» Provided material:
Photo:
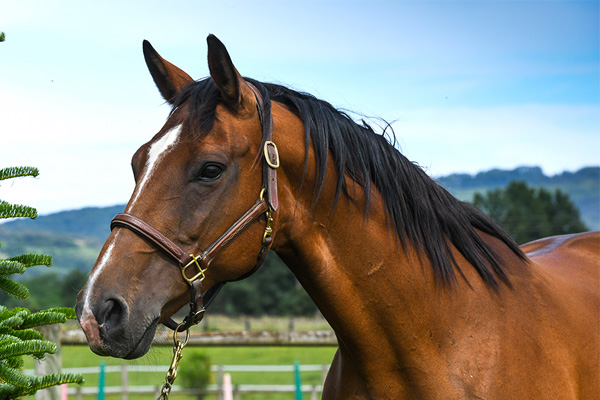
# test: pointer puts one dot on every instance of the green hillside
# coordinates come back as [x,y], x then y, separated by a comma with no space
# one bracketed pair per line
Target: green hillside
[582,186]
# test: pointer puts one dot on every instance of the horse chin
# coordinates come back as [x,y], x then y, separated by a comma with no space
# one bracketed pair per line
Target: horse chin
[123,348]
[144,343]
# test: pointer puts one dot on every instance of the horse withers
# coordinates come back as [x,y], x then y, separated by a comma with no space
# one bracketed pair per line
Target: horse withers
[428,297]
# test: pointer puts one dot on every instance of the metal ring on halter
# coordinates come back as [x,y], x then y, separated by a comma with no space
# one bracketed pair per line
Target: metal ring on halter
[176,341]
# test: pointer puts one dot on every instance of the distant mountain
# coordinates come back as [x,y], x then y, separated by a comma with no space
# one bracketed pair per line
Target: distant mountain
[90,222]
[582,186]
[74,238]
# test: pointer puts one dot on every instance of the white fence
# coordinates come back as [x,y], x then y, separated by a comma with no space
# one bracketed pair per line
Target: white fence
[218,389]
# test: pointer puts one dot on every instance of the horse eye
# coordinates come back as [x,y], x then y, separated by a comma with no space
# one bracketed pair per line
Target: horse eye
[210,172]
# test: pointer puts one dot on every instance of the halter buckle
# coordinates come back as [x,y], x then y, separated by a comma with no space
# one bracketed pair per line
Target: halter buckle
[269,228]
[271,163]
[201,272]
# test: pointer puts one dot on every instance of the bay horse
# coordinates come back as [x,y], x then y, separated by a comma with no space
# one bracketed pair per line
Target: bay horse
[428,298]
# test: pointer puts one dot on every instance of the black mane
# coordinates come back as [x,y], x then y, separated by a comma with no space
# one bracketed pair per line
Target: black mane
[420,211]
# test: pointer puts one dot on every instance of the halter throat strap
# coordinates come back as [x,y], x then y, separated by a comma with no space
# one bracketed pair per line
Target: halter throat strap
[193,267]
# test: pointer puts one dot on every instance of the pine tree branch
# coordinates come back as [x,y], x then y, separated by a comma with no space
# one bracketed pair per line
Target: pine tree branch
[14,288]
[9,267]
[18,172]
[8,210]
[30,260]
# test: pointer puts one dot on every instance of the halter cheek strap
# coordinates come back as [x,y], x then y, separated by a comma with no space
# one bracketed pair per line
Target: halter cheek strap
[193,267]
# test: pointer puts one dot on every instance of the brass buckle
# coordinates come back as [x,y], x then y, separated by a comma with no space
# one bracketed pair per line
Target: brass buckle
[200,275]
[269,228]
[266,151]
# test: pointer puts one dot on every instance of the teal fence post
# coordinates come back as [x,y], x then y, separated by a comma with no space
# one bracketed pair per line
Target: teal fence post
[101,381]
[297,380]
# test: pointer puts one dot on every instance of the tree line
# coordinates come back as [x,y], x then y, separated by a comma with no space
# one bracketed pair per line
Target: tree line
[524,212]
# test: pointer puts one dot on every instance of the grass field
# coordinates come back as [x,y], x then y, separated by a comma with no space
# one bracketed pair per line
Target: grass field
[81,356]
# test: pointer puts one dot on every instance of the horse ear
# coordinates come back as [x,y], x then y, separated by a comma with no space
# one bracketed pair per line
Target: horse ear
[168,78]
[222,71]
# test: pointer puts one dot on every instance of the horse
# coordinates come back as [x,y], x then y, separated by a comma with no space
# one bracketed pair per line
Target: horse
[428,297]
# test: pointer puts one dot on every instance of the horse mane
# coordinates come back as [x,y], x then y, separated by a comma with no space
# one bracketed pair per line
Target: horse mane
[418,209]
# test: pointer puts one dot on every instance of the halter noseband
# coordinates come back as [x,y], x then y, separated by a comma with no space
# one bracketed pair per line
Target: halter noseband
[196,266]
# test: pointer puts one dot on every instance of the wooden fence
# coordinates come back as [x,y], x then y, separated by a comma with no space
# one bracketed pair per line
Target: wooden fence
[235,338]
[125,390]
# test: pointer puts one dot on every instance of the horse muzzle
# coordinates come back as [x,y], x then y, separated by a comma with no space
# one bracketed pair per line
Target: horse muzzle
[110,331]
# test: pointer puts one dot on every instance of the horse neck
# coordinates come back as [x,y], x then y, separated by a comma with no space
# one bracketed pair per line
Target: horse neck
[369,287]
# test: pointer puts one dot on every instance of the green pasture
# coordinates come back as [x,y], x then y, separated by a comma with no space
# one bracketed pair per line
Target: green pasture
[81,356]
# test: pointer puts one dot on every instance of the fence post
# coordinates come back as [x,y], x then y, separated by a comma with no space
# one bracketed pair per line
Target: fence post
[220,382]
[297,380]
[313,392]
[227,390]
[101,378]
[124,382]
[324,372]
[51,364]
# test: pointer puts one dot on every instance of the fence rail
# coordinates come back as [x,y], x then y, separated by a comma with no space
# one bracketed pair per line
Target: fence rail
[218,389]
[234,338]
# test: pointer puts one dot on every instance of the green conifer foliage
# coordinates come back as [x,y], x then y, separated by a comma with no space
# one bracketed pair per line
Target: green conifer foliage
[17,336]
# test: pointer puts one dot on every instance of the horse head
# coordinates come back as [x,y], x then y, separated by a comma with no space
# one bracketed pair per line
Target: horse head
[200,191]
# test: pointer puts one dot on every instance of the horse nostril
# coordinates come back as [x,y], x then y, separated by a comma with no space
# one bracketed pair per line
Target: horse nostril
[112,314]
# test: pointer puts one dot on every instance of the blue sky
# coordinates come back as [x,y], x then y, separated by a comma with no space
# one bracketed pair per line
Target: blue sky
[469,85]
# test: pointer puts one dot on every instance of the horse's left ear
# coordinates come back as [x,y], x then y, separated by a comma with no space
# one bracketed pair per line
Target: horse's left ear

» Work task: Restate the preceding entries in full, word for word, with the pictures removed.

» Exercise result:
Photo:
# test: pointer puts one dot on every instance of the green hillside
# coordinates come back as [x,y], x then y, separated by a comma with no space
# one bracketed pair per line
Target: green hillside
[582,186]
# test: pointer puts one dot on every instance of the horse chin
# coordinates come back as [x,y], x then y, separated by a comma with no space
# one bracketed pair per line
Target: horse chin
[123,348]
[144,343]
# test: pointer puts one dot on every instance of the horse withers
# coordinates come back as [x,y], x then y, separated by a comma with no space
# one bracketed pair per line
Target: horse withers
[428,297]
# test: pointer puts one dot on every instance of the metal ring on halter
# coordinates come back as [x,y], x then y, separated by a comma with no space
# one bracketed pair per line
Target: metal ring on halter
[176,341]
# test: pointer puts one dot on every instance of the distant mountain
# coordinates come back as [x,y], x then y, separated by a comma with no space
# one bracketed pair per line
Target: distant mountain
[90,222]
[582,186]
[74,238]
# test: pointer puts one dot on every instance of the white fence
# coordinates come back as [x,y], x then y, separated by a comma with no space
# one bracketed pair per line
Target: white fence
[218,389]
# test: pointer puts one dot on every instance of the horse eye
# coordinates come back as [x,y], x then y, separated by a comma with no space
# one bracketed pair per line
Target: horse eye
[210,172]
# test: pointer puts one dot on every instance of the halter buckle
# coordinates come back as [x,y], x then y, separated by a comma with no space
# one bracketed pair per line
Target: halter buckle
[269,228]
[271,163]
[201,272]
# test: pointer puts one dot on every instance of the bay horse
# coordinates come back as [x,y], x then y, separated by a comma with no space
# one bracketed pair per line
Target: bay horse
[428,298]
# test: pointer puts one dot on every instance of the black mane
# coordinates come back as [x,y], x then y, separated by a comma with no space
# one bracketed pair per line
Target: black mane
[420,211]
# test: pointer puts one dot on every instance of the halter throat strap
# coordinates come back as [x,y], x then y, separated by a comma with no space
# one bracketed pair per line
Target: halter throat strap
[193,267]
# test: pointer puts one dot on every instance of the pine tree branch
# coordinates come back as [x,y], x then y, separated by a comma with no space
# one bracketed pair per line
Target: pine tree branch
[14,288]
[9,267]
[18,172]
[8,210]
[30,260]
# test: pointer puts one dot on every instance of the halter cheek strap
# coordinates come back as [x,y], x then y, separated by a comma with no space
# one bracketed pair per line
Target: halter cheek strap
[193,267]
# test: pointer puts one dot on every instance of the brass buckle
# coordinates come back as [x,y], x then y, separated by a comma with no space
# one bracketed pair per line
Target: brass buckle
[200,275]
[269,228]
[266,151]
# test: pointer puts one dot on every instance of the teal fence post
# coordinates come back as [x,y], x then y, separated by a comma with no space
# one bracketed pair per line
Target: teal fence post
[101,381]
[297,380]
# test: pointer puts one dot on every instance of the tree line
# coordinates come back as [x,y], x then y, separated by a comma with no space
# one bracketed pair per line
Target: tree line
[524,212]
# test: pointer puts one dot on every instance of the grass field
# coordinates come back as [x,y], x then y, separated by a comma with no space
# one bracketed pair per line
Target: grass field
[81,356]
# test: pointer puts one dot on every instance of the horse ear
# coordinates come back as [x,y], x then y, separated by a comma with no space
# one bracketed pair per line
Target: horse ear
[168,78]
[222,71]
# test: pointer puts one dot on every instance of the horse
# coordinates come back as [x,y], x then y, separated by a comma with no space
# one bracketed pair per line
Target: horse
[428,297]
# test: pointer puts one dot on every instance of the horse mane
# coordinates come back as [x,y], x then y, separated by a comma with no space
# one bracketed pair per line
Target: horse mane
[418,209]
# test: pointer puts one dot on every instance of the halter noseband
# coordinates come back as [x,y], x then y, separated by a comma with no space
# one bracketed pair per line
Target: halter noseband
[196,266]
# test: pointer puts one dot on every instance of the wooden fence
# coordinates come back as [x,y], x then y, separated by a comma with no space
# one bracketed pair per line
Target: wooden fence
[235,338]
[125,390]
# test: pointer puts one dot on every instance of the horse muzzle
# coordinates come back as [x,y], x then y, separated by a comma with no space
# one bracketed pair per line
Target: horse muzzle
[110,331]
# test: pointer puts one dot on every instance of the horse neck
# coordinates come back as [x,y], x then y, separated by a comma with no space
# one bracketed pair per line
Target: horse neck
[369,287]
# test: pointer puts one dot on every instance of the green pasture
# coordinates come back as [x,y], x then y, separated by a comma with no space
# one bracketed pair per line
Target: green pasture
[81,356]
# test: pointer puts one dot on every instance of the fence post
# coordinates come back as [x,y], x then y, separated by a comma with no space
# one bracketed pair per line
Target: fence post
[220,382]
[297,380]
[313,392]
[227,390]
[101,378]
[124,382]
[324,372]
[51,364]
# test: pointer puts one dot on every instance of the fence rail
# coordinates come back as [x,y], x then y, separated by a comma with no space
# one bracketed pair per line
Target: fence rail
[218,389]
[234,338]
# test: pointer puts one dot on every instance of the green conifer foliage
# coordinates come back as [x,y], x then y, separated by a comma with no space
# one bracketed pair per line
Target: green conifer foliage
[17,336]
# test: pointer puts one dot on every instance of the horse head
# coordinates come back as [x,y], x then y, separated by a comma with no space
# one bracketed pair per line
Target: horse head
[200,191]
# test: pointer puts one dot on every instance of the horse nostril
# coordinates come back as [x,y], x then y, separated by a comma with no space
# one bracketed pair per line
Target: horse nostril
[112,314]
# test: pointer puts one dot on every instance of the blue sky
# coordinates come back as [x,y], x then y, separated by a comma with no space
# one bracketed pair per line
Target: blue sky
[469,85]
# test: pointer puts one dot on every instance of the horse's left ear
# coordinates come back as [x,y], x then y, separated by a comma with no space
# one bracketed pair per line
Target: horse's left ear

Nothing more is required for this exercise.